[Natural-language object grounding data]
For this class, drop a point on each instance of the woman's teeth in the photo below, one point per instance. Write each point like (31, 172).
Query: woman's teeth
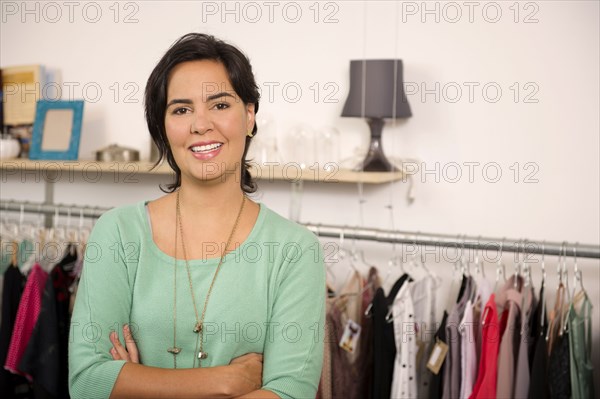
(206, 148)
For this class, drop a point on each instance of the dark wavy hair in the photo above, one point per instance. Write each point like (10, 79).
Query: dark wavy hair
(193, 47)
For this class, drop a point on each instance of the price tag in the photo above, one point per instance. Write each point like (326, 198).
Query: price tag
(349, 339)
(437, 357)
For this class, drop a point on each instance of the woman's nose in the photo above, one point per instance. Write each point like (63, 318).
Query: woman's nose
(201, 123)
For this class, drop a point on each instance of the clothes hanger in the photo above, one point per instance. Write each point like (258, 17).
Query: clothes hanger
(500, 267)
(565, 301)
(542, 291)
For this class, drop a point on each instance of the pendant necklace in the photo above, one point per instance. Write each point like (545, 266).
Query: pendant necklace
(199, 352)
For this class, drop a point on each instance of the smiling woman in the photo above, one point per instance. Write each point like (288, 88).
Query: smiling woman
(202, 292)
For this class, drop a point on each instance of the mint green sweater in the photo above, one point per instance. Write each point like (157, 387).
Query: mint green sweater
(268, 298)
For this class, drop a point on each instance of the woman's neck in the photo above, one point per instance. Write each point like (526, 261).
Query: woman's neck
(209, 200)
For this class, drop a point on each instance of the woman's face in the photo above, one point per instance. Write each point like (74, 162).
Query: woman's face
(206, 122)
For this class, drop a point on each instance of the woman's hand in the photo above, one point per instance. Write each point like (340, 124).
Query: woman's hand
(128, 353)
(246, 374)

## What you need to do
The lines to restate word for word run from the line that contains "Query: woman's teeth" through the end of the entries above, both ends included. Leave out all pictures and write nothing else.

## Answer space
Query: woman's teeth
(206, 148)
For this class, drop a point on each instance of the dark wavy hair in the photo above, one point per instance. Write each point like (10, 79).
Query: dark wavy hair
(193, 47)
For this class, drop a point on each instance of the price tag in the photo above, one point per instance. Write each point like (326, 198).
Query: price tag
(349, 339)
(437, 357)
For this class, drop a point on each instance of the woman's nose in the photo above, one point per instance. Write each point like (63, 318).
Query: woman's nose
(201, 123)
For this class, drop a point on each instance of the clothes hanger in the photo above, one point per instance. Write each point like (258, 17).
Query: clothes hanger
(500, 267)
(565, 301)
(542, 291)
For this class, drop a point on each instance of the pendant necklace in the photo above, one point per instance. Write each point like (545, 266).
Query: pendant necklace
(199, 352)
For this class, drop a point on each instance of the smiling woman in the photo above, one point per instance. Write each point like (288, 88).
Query: smiling woman
(202, 292)
For this class, drop a point on each instance of the mint green sweater in the photo above, one point per instance. Write each point like (157, 387).
Query: mint green sweater
(268, 298)
For this class, drop a point on each instance of the woman's neck in the photo above, one point per instance. Write each point like (526, 261).
Query: woman's neck
(209, 200)
For this class, drop a point on each instance of the woman's face in the photo above, one point per instance. Write each point like (74, 162).
Query: woman's face
(206, 122)
For this class, drop a point on each instance of the woman's hand in the photo above, one point per instance. Write each point like (340, 124).
Query: woman's hand
(128, 353)
(246, 374)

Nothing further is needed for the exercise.